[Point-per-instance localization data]
▬▬▬▬▬▬
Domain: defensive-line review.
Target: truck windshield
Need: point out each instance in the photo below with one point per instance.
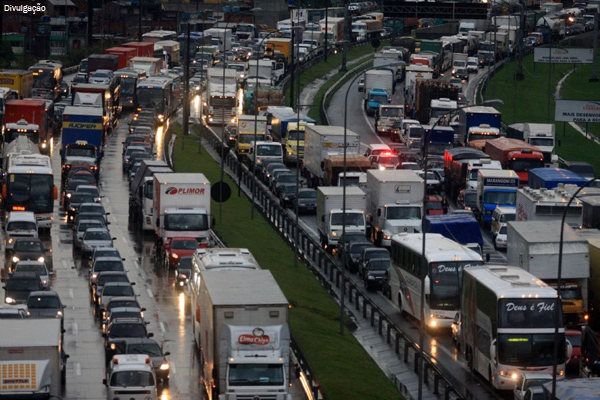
(132, 378)
(352, 219)
(509, 198)
(186, 222)
(412, 213)
(33, 191)
(256, 374)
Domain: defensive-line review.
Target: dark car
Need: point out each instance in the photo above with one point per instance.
(375, 272)
(287, 196)
(307, 201)
(355, 250)
(26, 249)
(122, 328)
(19, 285)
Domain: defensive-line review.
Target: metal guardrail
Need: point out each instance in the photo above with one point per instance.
(330, 274)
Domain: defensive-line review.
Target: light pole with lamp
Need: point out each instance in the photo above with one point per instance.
(559, 281)
(488, 103)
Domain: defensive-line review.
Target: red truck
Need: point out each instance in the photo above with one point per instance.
(515, 154)
(27, 117)
(103, 61)
(144, 49)
(124, 53)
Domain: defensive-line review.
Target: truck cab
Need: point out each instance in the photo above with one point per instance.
(131, 376)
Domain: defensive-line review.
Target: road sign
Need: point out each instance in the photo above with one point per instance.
(562, 55)
(577, 111)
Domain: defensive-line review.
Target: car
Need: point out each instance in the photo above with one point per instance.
(113, 289)
(122, 328)
(178, 247)
(526, 380)
(287, 196)
(467, 199)
(375, 272)
(26, 249)
(45, 304)
(574, 337)
(307, 201)
(95, 237)
(160, 363)
(355, 250)
(19, 285)
(39, 268)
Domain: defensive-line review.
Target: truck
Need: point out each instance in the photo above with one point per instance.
(181, 207)
(249, 128)
(330, 214)
(103, 61)
(456, 174)
(379, 87)
(461, 228)
(152, 65)
(32, 358)
(124, 53)
(516, 155)
(333, 28)
(495, 188)
(143, 49)
(289, 129)
(429, 90)
(17, 80)
(27, 117)
(366, 29)
(242, 330)
(386, 116)
(535, 246)
(320, 141)
(478, 123)
(549, 178)
(333, 167)
(394, 204)
(543, 136)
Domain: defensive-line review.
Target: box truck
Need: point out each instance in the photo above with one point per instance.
(241, 329)
(394, 203)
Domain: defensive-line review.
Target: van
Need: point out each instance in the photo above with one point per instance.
(500, 217)
(131, 376)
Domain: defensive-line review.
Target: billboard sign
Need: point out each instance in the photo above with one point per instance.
(561, 55)
(577, 111)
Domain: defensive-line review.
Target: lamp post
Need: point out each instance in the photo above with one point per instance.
(558, 283)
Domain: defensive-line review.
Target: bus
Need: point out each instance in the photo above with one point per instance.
(157, 36)
(507, 322)
(157, 93)
(28, 185)
(47, 79)
(445, 261)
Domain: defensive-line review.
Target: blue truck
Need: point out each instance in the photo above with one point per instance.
(478, 123)
(83, 124)
(549, 178)
(461, 228)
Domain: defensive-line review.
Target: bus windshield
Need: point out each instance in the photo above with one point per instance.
(33, 191)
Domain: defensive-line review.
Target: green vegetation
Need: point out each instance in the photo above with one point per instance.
(527, 101)
(343, 368)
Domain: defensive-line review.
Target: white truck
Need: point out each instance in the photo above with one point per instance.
(152, 65)
(181, 207)
(330, 213)
(322, 140)
(32, 359)
(394, 203)
(243, 336)
(534, 246)
(548, 205)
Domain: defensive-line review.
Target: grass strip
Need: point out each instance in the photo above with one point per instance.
(343, 367)
(527, 102)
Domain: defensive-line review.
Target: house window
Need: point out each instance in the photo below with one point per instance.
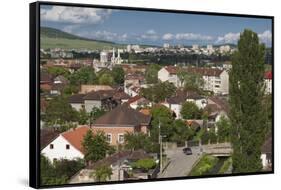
(121, 138)
(109, 137)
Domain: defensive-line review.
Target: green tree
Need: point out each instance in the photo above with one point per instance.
(56, 71)
(181, 132)
(95, 146)
(158, 92)
(83, 116)
(95, 114)
(85, 75)
(59, 172)
(193, 81)
(223, 126)
(246, 111)
(102, 173)
(106, 79)
(138, 141)
(151, 73)
(118, 75)
(190, 110)
(144, 164)
(59, 111)
(161, 115)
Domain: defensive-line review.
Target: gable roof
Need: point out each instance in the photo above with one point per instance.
(267, 146)
(120, 156)
(182, 95)
(268, 75)
(47, 135)
(75, 137)
(220, 103)
(99, 95)
(121, 95)
(76, 98)
(123, 116)
(199, 70)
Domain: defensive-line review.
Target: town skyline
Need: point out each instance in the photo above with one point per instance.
(152, 28)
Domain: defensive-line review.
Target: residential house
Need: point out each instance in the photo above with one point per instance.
(105, 99)
(266, 154)
(215, 80)
(46, 81)
(122, 119)
(115, 124)
(47, 135)
(68, 145)
(174, 103)
(216, 108)
(138, 102)
(76, 101)
(99, 99)
(119, 163)
(268, 82)
(86, 88)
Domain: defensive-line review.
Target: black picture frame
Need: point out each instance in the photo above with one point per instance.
(34, 85)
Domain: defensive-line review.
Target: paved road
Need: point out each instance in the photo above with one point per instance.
(180, 164)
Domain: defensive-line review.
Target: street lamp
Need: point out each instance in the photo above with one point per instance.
(160, 143)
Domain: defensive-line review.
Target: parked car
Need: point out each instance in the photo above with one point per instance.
(187, 151)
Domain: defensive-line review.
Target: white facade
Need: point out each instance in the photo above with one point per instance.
(268, 86)
(195, 46)
(57, 149)
(103, 57)
(164, 75)
(166, 45)
(200, 103)
(224, 49)
(217, 84)
(77, 106)
(176, 108)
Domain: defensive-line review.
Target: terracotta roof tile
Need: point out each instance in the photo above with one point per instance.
(75, 137)
(123, 116)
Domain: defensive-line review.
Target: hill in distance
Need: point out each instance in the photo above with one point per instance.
(54, 38)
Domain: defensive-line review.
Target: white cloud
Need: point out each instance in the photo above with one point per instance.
(266, 37)
(168, 36)
(192, 36)
(105, 35)
(186, 36)
(74, 15)
(150, 35)
(228, 38)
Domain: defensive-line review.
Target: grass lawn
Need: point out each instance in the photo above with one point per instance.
(205, 164)
(225, 165)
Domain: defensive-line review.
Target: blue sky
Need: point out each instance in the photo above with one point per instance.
(156, 28)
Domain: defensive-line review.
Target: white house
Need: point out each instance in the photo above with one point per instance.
(215, 80)
(266, 154)
(67, 145)
(175, 103)
(169, 74)
(138, 101)
(268, 82)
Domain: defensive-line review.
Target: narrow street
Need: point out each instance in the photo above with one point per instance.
(180, 164)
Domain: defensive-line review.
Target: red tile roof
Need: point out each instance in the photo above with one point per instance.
(76, 136)
(133, 99)
(199, 70)
(268, 75)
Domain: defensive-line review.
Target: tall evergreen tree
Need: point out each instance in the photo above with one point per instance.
(246, 110)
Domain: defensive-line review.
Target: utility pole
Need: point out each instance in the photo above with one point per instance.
(160, 143)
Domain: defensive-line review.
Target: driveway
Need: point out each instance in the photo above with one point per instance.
(180, 164)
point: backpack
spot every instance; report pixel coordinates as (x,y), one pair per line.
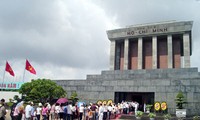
(12,109)
(65,110)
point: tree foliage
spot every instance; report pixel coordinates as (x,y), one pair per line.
(41,90)
(74,97)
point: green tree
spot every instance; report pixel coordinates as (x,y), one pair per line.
(41,90)
(74,97)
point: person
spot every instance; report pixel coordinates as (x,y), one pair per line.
(12,109)
(52,111)
(93,109)
(20,107)
(69,111)
(81,109)
(61,112)
(33,112)
(65,112)
(28,109)
(39,111)
(2,109)
(144,107)
(57,111)
(101,112)
(45,112)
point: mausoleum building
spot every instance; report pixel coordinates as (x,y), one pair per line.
(148,63)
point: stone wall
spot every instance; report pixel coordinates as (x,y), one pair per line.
(165,83)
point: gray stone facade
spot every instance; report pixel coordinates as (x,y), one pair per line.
(164,83)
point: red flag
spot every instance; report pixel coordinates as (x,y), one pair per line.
(30,68)
(9,69)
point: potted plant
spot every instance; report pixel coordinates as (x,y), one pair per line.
(139,114)
(180,100)
(148,108)
(167,116)
(152,116)
(196,117)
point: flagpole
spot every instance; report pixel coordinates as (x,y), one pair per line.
(24,72)
(3,79)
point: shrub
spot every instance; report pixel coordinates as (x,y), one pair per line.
(152,115)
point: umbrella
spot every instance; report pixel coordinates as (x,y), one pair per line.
(61,100)
(80,103)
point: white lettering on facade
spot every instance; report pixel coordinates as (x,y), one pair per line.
(147,30)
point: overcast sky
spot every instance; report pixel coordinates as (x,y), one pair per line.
(66,39)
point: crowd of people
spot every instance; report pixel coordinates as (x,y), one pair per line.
(69,111)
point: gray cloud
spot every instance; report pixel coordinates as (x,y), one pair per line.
(67,39)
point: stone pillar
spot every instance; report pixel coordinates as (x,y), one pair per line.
(169,51)
(154,52)
(140,64)
(186,49)
(126,50)
(112,55)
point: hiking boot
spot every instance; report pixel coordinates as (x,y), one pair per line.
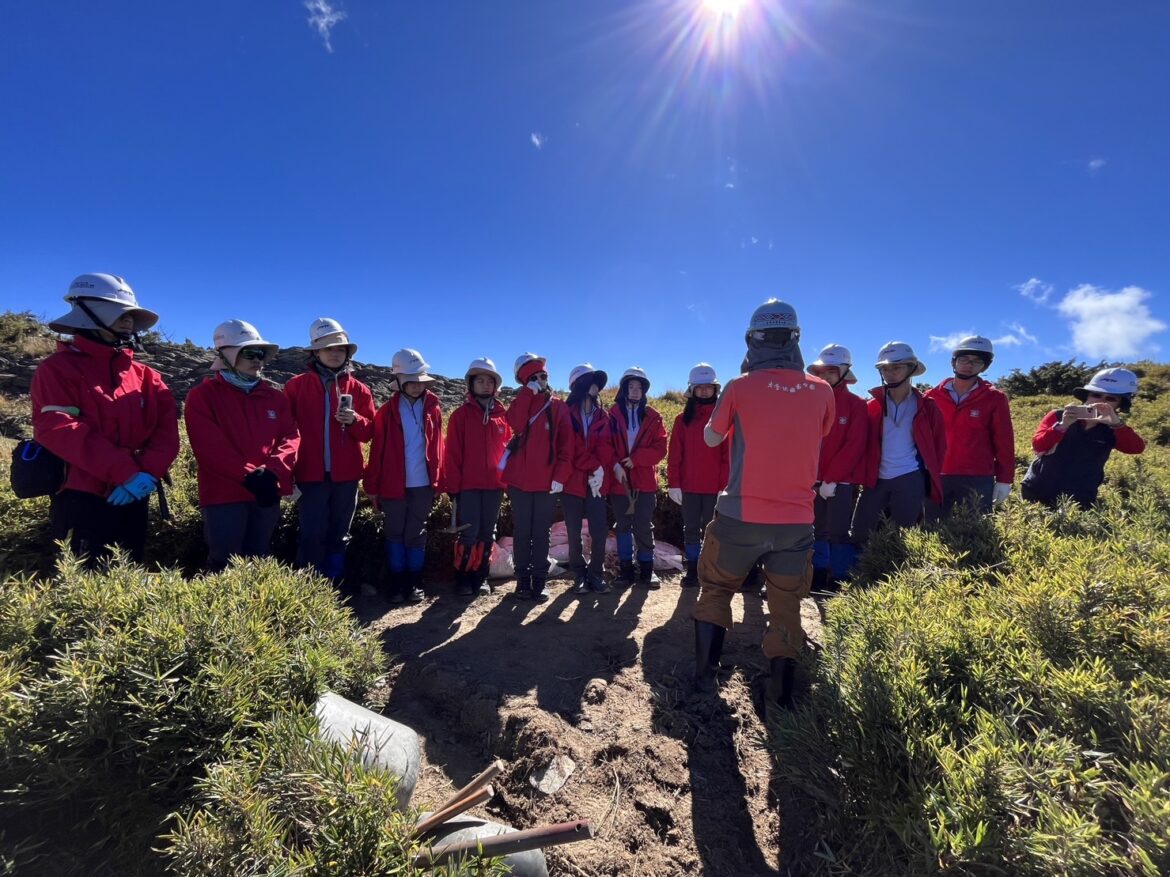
(646,577)
(708,649)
▬▬▬▬▬▬
- Directions for this task -
Once the line with "Target: tall evergreen tree" is found above, transcribe each line from it through the line with "point: red flag", exactly, and omit the pictures.

- Solution for this problem -
Target: tall evergreen tree
Need: point out each instance in the photo above with one point per instance.
(246, 110)
Domain: defensive-line review.
Target: utility pole
Need: point out each instance in the photo above with one point per instance.
(160, 143)
Domain: defensive-line review.
Target: driveway
Need: point out each instance in the photo above with one point per instance.
(180, 164)
point: backpack
spot every instance; report pixel coordinates as (x,y), one pair per line.
(12,109)
(65,110)
point: tree foliage
spot every instance; report pixel coordinates as (x,y), one pair per line.
(41,90)
(74,97)
point: green tree
spot every instance; report pixel coordinates as (x,y), one pair per line.
(41,90)
(74,97)
point: person
spot every instance; report pixel coordinates as (x,y), one pair per line.
(12,109)
(52,111)
(93,109)
(20,107)
(69,111)
(81,109)
(61,112)
(33,112)
(65,112)
(28,109)
(39,111)
(2,109)
(144,107)
(57,111)
(101,112)
(45,112)
point: mausoleum building
spot every instance; report pixel coordinates as (x,y), one pair per line.
(148,63)
point: stone wall
spot every instance; report pixel coordinates as (x,y), one pair per line.
(165,83)
point: gray stone facade
spot every instance; report pixel coordinates as (x,y), one pair per line.
(164,83)
point: red flag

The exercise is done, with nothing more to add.